Consolidated and paraphrased from various websites: “The Metric Conversion Act of 1975 is an Act of Congress that was signed into law. It stated the metric system is ‘the preferred system of weights and measures for United States trade and commerce. However, it allowed the use of United States customary units in all activities. Conversions were to be voluntary.”
Also from the web: “Executive Order 12770, signed by the president in 1991, directed departments and agencies within the executive branch of the United States Government to ‘take all appropriate measures within their authority’ to use the metric system ‘as the preferred system of weights and measures for United States trade and commerce.” And from September 3, 2019: “The World Trade Club, the American Metric Association and other metric promoters, are presently pushing their campaign for the adoption of the Metric System to the exclusion of the English System now in daily use with us.”
More from the Web: “Conversion was not mandatory; many commercial industries did not convert, and customary fractions and decimals are in common use including in the government. As example, speed limits are still posted in miles per hour. There is no governmental or major social desire to implement further metrication (https://time.com/3633514/why-wont-america-go-metric/). Metrics is used extensively in some fields such as science and medicine, and international affairs. Post-1994 federal law requires most packaged consumer goods be labeled both ways.”
I don’t care if milk, orange juice and adult beverages are sold in liters. Gas is still sold by the gallon. And fire apparatus measurements and capacities in the United States should be described in fractions and decimals.
Domestic Buyers & Sellers
What has not been addressed is the fire service and the fire apparatus industry in actuality has rejected the use of metrics. Rejection has not been in verbal or written denunciations of metrics. It has been in the form of ignoring metrics on their websites, in their literature and in their specifications.
An unscientific study was done of 20 domestic fire apparatus manufacturers’ websites to determine if advertised measurements and capacities were in decimals and fractions or in metrics. Websites were accessed until the first apparatus descriptions were observed. Perhaps hidden within could have been metric conversions. However, the first measurements shown were in the customary feet, inches, gallons, capacities and weights – in decimals or fractions. Aerial device manufacturers’ descriptions were also in feet, inches and pounds. Four out of six hose manufacturers use feet and inches. The other two use both. Both domestic manufacturers of ground ladders use feet and inches.

Free-text object descriptions
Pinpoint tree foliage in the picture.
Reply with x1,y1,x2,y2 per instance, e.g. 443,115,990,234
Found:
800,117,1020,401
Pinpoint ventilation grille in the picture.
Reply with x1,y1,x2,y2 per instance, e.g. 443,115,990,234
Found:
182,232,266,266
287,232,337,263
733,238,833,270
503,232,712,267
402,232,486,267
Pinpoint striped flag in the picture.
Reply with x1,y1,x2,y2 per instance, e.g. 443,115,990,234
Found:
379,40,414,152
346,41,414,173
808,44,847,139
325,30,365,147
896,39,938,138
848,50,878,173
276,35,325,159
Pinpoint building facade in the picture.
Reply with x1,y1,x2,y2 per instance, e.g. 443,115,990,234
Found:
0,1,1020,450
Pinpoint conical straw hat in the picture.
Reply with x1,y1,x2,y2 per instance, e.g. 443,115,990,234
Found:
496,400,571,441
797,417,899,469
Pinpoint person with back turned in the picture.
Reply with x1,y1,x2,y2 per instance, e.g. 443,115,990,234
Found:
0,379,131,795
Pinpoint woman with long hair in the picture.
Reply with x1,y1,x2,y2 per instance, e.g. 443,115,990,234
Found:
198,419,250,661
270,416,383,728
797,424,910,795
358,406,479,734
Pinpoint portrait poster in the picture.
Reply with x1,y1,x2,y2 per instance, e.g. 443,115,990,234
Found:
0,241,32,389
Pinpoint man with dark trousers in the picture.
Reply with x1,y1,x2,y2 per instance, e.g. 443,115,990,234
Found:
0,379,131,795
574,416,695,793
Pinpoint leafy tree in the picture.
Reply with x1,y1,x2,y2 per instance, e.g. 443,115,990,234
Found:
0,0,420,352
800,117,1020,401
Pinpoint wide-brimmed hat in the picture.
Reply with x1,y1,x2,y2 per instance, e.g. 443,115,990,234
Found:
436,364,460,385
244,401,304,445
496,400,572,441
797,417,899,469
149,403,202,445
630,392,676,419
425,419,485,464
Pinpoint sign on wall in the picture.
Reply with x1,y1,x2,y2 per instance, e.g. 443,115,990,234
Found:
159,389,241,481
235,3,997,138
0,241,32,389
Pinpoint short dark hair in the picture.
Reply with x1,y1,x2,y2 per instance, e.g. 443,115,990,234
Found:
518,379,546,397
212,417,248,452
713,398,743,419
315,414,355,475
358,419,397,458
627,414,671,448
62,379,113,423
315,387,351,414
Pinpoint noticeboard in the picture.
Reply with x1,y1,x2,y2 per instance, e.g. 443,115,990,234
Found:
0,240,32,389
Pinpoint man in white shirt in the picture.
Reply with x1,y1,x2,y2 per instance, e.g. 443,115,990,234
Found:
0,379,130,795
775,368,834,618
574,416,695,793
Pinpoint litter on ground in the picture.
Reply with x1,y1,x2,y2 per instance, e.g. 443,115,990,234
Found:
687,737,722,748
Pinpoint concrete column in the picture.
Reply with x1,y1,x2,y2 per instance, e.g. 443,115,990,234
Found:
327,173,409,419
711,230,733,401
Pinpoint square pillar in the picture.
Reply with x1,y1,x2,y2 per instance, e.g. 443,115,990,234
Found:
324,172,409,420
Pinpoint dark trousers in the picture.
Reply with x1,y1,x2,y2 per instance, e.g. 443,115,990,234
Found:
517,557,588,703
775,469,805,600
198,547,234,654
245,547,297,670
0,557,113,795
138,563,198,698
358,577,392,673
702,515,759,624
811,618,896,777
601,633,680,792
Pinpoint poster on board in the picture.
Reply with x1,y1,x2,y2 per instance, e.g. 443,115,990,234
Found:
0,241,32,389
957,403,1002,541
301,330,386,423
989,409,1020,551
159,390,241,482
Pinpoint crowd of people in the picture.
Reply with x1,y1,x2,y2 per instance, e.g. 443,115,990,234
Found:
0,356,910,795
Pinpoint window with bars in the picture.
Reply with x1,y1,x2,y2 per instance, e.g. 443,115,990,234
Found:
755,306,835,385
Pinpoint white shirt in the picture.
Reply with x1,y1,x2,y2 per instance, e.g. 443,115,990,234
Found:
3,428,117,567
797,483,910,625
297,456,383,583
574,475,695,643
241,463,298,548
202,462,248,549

What to do =
1 > Translate this sentence from the metric article into Spanish: "Gas is still sold by the gallon."
2 > Answer these questions from the metric article:
(a) In what year was Executive Order 12770 signed?
(b) How many domestic fire apparatus manufacturers' websites were looked at in the unscientific study?
(c) Out of six hose manufacturers, how many use feet and inches?
3 > Continue the article on the fire service and the metric system from the point where it ends.

Results =
1 > La gasolina todavía se vende por galón.

2 >
(a) 1991
(b) 20
(c) Four

3 >
Have you ever seen a domestic fire apparatus manufacturer or a domestic fire apparatus purchaser publish a set of specifications that uses metrics in its requirements?
If the domestic fire departments purchasing fire apparatus and the manufacturers building them and many of the component parts do not use metrics, why does the NFPA continue to use them in our national fire truck market. Just because the NFPA has been using metrics for 30 years in the fire apparatus standards does not justify – in my mind – for keeping metrics in the standard. Spittoons, horses and Class B pumps have gone by the wayside. Perhaps metrics should follow.
Listed on NFPA 1900’s page 5 are the less than thirty members on its Technical Committee on Fire Department Apparatus. Apparently, they had no problem with keeping metrics in it. Perhaps a survey should be taken of domestic fire departments and suppliers to ask them if they want to keep metrics in 1900. That could be a good job for FAMA.
The web says metrics are now used in nearly every country in the world except the United States. I don’t care. If the NFPA wants to sell their standard “globally” to countries outside the United States, let the NFPA publish a separate standard with metrics – in the language used in those countries. Leave ours alone.
BILL ADAMS is a member of the Fire Apparatus & Emergency Equipment Editorial Advisory Board, a former fire apparatus salesman, and a past chief of the East Rochester (NY) Fire Department. He has 50 years of experience in the volunteer fire service.